[Pointing entries]
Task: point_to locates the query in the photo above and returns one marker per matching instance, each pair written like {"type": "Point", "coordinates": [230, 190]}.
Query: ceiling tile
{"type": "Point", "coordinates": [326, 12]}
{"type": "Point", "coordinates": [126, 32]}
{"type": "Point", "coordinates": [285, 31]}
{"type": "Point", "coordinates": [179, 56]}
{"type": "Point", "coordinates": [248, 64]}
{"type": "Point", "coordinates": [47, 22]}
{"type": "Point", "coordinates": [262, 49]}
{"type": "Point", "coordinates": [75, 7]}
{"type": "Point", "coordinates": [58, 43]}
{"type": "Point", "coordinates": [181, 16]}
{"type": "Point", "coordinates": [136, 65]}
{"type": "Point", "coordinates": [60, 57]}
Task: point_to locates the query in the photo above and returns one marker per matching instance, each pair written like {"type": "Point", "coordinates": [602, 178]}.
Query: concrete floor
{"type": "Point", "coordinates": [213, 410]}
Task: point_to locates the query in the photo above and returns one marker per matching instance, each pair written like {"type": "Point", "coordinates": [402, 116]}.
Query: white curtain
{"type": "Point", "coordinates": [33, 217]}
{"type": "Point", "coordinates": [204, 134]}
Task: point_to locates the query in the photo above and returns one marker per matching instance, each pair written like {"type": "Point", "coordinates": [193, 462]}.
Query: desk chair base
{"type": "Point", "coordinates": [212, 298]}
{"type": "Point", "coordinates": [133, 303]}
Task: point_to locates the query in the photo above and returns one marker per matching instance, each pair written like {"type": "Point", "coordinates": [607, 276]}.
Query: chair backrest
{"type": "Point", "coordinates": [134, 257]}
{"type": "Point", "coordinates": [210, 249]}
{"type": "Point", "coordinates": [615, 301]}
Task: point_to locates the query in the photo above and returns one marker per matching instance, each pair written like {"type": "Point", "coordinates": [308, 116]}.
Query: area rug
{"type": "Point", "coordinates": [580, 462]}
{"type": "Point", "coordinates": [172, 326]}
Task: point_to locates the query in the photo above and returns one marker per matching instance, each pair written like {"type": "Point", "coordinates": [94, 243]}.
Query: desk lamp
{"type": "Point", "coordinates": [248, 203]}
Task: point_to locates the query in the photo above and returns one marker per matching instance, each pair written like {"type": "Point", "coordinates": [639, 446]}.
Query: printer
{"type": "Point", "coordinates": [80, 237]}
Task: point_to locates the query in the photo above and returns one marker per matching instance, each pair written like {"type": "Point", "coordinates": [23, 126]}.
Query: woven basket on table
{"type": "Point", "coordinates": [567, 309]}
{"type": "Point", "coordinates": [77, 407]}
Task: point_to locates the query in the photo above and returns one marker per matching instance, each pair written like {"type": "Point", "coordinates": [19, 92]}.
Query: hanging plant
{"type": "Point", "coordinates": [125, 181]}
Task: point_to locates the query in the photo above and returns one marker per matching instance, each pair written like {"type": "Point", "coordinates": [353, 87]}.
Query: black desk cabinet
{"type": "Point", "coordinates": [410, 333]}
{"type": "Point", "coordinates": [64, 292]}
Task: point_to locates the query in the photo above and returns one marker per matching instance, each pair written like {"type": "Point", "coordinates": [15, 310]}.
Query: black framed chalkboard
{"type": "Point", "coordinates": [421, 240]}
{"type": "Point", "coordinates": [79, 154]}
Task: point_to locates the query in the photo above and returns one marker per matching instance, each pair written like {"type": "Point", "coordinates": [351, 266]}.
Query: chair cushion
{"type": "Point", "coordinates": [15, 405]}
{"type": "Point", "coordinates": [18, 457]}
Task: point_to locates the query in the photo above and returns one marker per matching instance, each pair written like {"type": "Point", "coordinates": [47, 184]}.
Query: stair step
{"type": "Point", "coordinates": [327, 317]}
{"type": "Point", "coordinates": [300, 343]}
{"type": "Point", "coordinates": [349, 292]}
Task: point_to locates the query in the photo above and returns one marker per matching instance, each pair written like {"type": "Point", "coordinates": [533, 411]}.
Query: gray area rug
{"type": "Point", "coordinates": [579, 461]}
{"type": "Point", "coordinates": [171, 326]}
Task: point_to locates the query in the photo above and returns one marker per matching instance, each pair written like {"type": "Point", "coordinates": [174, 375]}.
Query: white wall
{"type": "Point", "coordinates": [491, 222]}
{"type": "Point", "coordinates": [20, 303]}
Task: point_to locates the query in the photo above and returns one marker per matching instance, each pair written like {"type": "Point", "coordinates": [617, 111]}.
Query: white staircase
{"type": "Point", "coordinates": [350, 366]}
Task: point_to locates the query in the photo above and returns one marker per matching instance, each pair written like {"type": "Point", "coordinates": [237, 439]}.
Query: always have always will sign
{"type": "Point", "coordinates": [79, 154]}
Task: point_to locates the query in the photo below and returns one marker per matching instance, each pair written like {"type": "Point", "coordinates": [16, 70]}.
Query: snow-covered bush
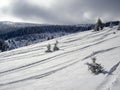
{"type": "Point", "coordinates": [111, 25]}
{"type": "Point", "coordinates": [3, 46]}
{"type": "Point", "coordinates": [55, 48]}
{"type": "Point", "coordinates": [95, 67]}
{"type": "Point", "coordinates": [118, 26]}
{"type": "Point", "coordinates": [98, 25]}
{"type": "Point", "coordinates": [48, 48]}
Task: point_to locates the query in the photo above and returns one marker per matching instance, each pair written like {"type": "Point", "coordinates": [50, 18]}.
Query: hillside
{"type": "Point", "coordinates": [30, 68]}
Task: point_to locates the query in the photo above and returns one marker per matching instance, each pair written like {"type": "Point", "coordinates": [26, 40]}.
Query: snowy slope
{"type": "Point", "coordinates": [30, 68]}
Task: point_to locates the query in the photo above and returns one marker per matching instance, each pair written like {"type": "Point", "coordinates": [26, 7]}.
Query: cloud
{"type": "Point", "coordinates": [64, 11]}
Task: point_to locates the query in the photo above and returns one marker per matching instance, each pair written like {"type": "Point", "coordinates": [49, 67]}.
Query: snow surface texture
{"type": "Point", "coordinates": [30, 68]}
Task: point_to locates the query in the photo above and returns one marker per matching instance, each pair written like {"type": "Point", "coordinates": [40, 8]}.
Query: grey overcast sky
{"type": "Point", "coordinates": [59, 11]}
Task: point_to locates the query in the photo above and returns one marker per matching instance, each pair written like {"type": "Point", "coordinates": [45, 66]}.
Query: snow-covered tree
{"type": "Point", "coordinates": [48, 48]}
{"type": "Point", "coordinates": [98, 25]}
{"type": "Point", "coordinates": [55, 48]}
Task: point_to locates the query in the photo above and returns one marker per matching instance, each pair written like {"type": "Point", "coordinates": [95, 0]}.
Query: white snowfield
{"type": "Point", "coordinates": [30, 68]}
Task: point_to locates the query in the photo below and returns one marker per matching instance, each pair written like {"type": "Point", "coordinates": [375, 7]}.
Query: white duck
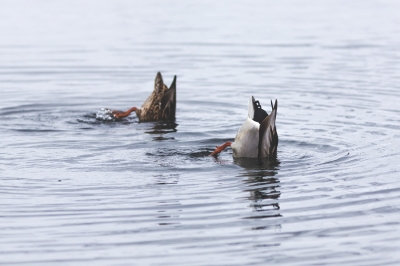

* **Set task**
Return each line of the entries above that contains the string "chair". Case matters.

* **Answer to this problem**
Query: desk chair base
Query: chair backrest
Query: chair cushion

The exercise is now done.